* INSTRUCTIONS TO FOLLOW: Copy all the entries below, changing "reply" to "respond" wherever it occurs and keeping every other word the same.

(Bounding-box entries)
----

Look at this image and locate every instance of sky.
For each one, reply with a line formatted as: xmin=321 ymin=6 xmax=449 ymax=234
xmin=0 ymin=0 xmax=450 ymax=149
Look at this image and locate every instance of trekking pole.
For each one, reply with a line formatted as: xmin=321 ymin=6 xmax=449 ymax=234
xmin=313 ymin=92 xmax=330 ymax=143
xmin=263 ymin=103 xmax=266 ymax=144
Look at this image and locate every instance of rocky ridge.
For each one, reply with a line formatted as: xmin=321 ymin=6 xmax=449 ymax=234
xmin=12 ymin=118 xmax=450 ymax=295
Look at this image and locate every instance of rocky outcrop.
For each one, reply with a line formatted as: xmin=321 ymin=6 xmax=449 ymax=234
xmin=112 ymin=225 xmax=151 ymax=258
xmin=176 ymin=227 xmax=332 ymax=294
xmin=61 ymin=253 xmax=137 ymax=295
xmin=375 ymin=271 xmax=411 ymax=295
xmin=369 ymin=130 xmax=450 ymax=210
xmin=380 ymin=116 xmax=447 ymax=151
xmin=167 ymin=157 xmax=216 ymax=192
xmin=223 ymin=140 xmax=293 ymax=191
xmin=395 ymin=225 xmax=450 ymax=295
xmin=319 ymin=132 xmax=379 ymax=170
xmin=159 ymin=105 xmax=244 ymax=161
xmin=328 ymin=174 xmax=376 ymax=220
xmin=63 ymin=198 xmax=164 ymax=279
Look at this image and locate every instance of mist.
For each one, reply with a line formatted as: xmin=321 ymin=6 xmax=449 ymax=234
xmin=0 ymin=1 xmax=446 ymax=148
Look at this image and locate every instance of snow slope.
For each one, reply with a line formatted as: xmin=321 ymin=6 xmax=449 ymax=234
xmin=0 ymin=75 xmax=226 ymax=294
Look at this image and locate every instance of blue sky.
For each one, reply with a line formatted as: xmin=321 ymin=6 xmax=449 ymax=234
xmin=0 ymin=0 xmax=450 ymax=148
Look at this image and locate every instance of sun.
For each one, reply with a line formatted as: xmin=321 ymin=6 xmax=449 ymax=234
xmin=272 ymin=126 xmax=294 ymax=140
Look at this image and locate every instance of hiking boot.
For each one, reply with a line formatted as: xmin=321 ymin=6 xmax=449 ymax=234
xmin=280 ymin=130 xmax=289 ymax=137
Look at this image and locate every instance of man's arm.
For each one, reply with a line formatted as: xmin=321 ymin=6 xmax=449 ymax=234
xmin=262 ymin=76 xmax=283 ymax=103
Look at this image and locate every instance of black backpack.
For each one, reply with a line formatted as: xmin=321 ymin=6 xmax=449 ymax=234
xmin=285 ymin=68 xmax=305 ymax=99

----

* ANSWER TO THIS EXERCISE:
Look at this image and locate every instance of sky.
For each one, respond with a line formatted as: xmin=321 ymin=6 xmax=449 ymax=234
xmin=0 ymin=0 xmax=450 ymax=149
Look at this image and locate every instance of trekking pole.
For each one, respond with a line formatted as: xmin=321 ymin=6 xmax=449 ymax=234
xmin=313 ymin=92 xmax=330 ymax=143
xmin=263 ymin=103 xmax=266 ymax=144
Look at this image and locate every instance of rocky ridge.
For each one, respond with a line formatted as: xmin=321 ymin=6 xmax=449 ymax=234
xmin=12 ymin=118 xmax=450 ymax=295
Look at this image and locate every instance of rocky outcrop.
For each one, respond with a line formatted as: xmin=321 ymin=6 xmax=449 ymax=234
xmin=112 ymin=225 xmax=151 ymax=258
xmin=176 ymin=227 xmax=332 ymax=294
xmin=61 ymin=253 xmax=137 ymax=295
xmin=375 ymin=271 xmax=411 ymax=295
xmin=369 ymin=130 xmax=450 ymax=210
xmin=380 ymin=116 xmax=447 ymax=151
xmin=167 ymin=157 xmax=216 ymax=192
xmin=223 ymin=140 xmax=293 ymax=191
xmin=395 ymin=225 xmax=450 ymax=295
xmin=319 ymin=132 xmax=379 ymax=170
xmin=159 ymin=105 xmax=244 ymax=161
xmin=328 ymin=174 xmax=376 ymax=220
xmin=63 ymin=198 xmax=164 ymax=279
Look at this image and locate every instance of mist.
For each one, respond with a line formatted as: xmin=321 ymin=6 xmax=449 ymax=234
xmin=0 ymin=1 xmax=446 ymax=148
Look at this image and locate every instance of snow slope.
For each one, respond with a line formatted as: xmin=321 ymin=6 xmax=449 ymax=234
xmin=0 ymin=75 xmax=226 ymax=294
Look at this image and locate every instance of blue sky.
For each one, respond with a line formatted as: xmin=321 ymin=6 xmax=449 ymax=234
xmin=0 ymin=0 xmax=450 ymax=148
Look at this image and locate every instance of sun.
For each one, respond with a line formatted as: xmin=321 ymin=6 xmax=449 ymax=234
xmin=272 ymin=126 xmax=294 ymax=140
Look at this image and locate every instance of hiking boot.
For each one, respond with a line formatted as: xmin=321 ymin=6 xmax=449 ymax=234
xmin=280 ymin=130 xmax=289 ymax=137
Look at this image and locate every instance of man's arm.
For each one, respond with a line formatted as: xmin=321 ymin=6 xmax=449 ymax=234
xmin=262 ymin=76 xmax=283 ymax=103
Look at this image and locate every instance of black backpack.
For each one, respond with a line formatted as: xmin=321 ymin=6 xmax=449 ymax=234
xmin=285 ymin=68 xmax=305 ymax=99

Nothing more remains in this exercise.